STATED EXERCISE —
Set down the full listing exactly, character for character.

RECORD SET —
>> BEGIN
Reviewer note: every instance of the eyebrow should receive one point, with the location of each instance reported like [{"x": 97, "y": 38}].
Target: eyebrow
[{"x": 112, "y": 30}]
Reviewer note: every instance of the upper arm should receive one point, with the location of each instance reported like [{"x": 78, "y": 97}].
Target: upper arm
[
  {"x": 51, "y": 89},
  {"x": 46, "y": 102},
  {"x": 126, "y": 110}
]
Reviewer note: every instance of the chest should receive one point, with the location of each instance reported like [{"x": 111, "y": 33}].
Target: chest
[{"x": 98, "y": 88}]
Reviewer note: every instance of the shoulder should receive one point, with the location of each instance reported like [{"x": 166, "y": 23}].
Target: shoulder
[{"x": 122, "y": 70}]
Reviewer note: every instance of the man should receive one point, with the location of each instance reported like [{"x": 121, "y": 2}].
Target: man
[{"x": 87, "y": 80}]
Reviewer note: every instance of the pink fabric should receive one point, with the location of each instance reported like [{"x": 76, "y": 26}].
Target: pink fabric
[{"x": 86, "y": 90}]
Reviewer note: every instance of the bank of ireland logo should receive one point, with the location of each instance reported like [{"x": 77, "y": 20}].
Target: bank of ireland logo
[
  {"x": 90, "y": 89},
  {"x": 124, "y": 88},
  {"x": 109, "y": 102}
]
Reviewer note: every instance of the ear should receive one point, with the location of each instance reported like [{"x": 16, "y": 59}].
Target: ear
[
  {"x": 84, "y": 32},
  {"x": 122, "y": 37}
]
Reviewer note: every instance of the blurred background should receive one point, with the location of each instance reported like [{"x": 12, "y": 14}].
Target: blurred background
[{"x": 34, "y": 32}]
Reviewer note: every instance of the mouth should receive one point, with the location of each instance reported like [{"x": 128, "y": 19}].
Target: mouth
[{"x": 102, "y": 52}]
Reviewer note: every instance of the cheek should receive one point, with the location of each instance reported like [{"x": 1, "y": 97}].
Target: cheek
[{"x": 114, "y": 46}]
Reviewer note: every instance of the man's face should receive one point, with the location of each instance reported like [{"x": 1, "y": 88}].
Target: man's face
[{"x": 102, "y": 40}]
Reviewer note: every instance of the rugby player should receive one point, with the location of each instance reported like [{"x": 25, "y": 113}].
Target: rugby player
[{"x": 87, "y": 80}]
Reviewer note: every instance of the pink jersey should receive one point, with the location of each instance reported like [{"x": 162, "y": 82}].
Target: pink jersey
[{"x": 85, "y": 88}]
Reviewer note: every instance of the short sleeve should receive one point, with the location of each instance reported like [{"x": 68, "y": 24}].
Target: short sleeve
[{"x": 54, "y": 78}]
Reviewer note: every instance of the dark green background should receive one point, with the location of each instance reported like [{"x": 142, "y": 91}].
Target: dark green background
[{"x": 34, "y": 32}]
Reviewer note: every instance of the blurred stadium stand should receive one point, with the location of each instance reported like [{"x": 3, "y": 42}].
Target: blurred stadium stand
>> END
OUTPUT OF THE TASK —
Reviewer note: every instance of the eyebrow should receive one point, with the location of each instance reported like [{"x": 97, "y": 38}].
Target: eyebrow
[{"x": 112, "y": 30}]
Reviewer note: every instance of the upper arm should receive one point, with the location of each instance reported like [{"x": 78, "y": 97}].
Target: upper arm
[
  {"x": 51, "y": 89},
  {"x": 46, "y": 102},
  {"x": 126, "y": 110}
]
Reviewer note: every instance of the chest should receive one point, with the location of each instance reported like [{"x": 111, "y": 33}].
Target: chest
[{"x": 98, "y": 88}]
Reviewer note: every instance of the shoulder should receive one point, with the location of each instance reported like [{"x": 166, "y": 23}].
Target: shoulder
[{"x": 122, "y": 70}]
Reviewer note: every instance of the man should receive one point, with the location of each instance reported like [{"x": 121, "y": 2}].
Target: man
[{"x": 87, "y": 80}]
Reviewer note: every instance of the pink fabric should receive one point, with the location of each instance reported like [{"x": 76, "y": 26}].
Target: pink fabric
[{"x": 86, "y": 90}]
Reviewer note: every instance of the bank of ireland logo should receive one point, with the location of each instance reported like [{"x": 77, "y": 20}].
Target: bank of ireland logo
[
  {"x": 90, "y": 89},
  {"x": 124, "y": 88},
  {"x": 109, "y": 102}
]
Reviewer note: every instance of the ear should receive one point, with the location of each instance reported like [{"x": 16, "y": 59}].
Target: ear
[
  {"x": 84, "y": 32},
  {"x": 122, "y": 37}
]
Reviewer note: every instance of the blurred background should receive one point, with the location of each instance reported like [{"x": 12, "y": 14}].
Target: blurred background
[{"x": 34, "y": 32}]
Reviewer note: every instance of the mouth should receive one point, with the location of each instance reported like [{"x": 128, "y": 19}].
Target: mouth
[{"x": 102, "y": 52}]
Reviewer note: every instance of the cheek should receive one point, with the location of each instance reported like [{"x": 1, "y": 97}].
Target: cheek
[{"x": 114, "y": 46}]
Reviewer note: every instance of the man's face should receive one point, with the location of each instance reported like [{"x": 1, "y": 88}].
Target: man's face
[{"x": 102, "y": 40}]
Reviewer note: every instance of the rugby player should receive one point, with the location of each instance reported like [{"x": 25, "y": 113}].
Target: rugby player
[{"x": 87, "y": 80}]
Reviewer note: every instance of the pink jersey should receive one point, with the location of each instance reported like [{"x": 162, "y": 82}].
Target: pink jersey
[{"x": 85, "y": 88}]
Reviewer note: every instance of the short sleeve should receive one point, with the location of each instance reported like [{"x": 68, "y": 24}].
Target: short sleeve
[{"x": 54, "y": 78}]
Reviewer note: every instance of the dark green background should receive one point, with the location of each instance reported like [{"x": 142, "y": 91}].
Target: dark green background
[{"x": 34, "y": 32}]
Reviewer note: every instance of the blurred stadium stand should receive one point, with the location of each instance reported like [{"x": 3, "y": 42}].
Target: blurred stadium stand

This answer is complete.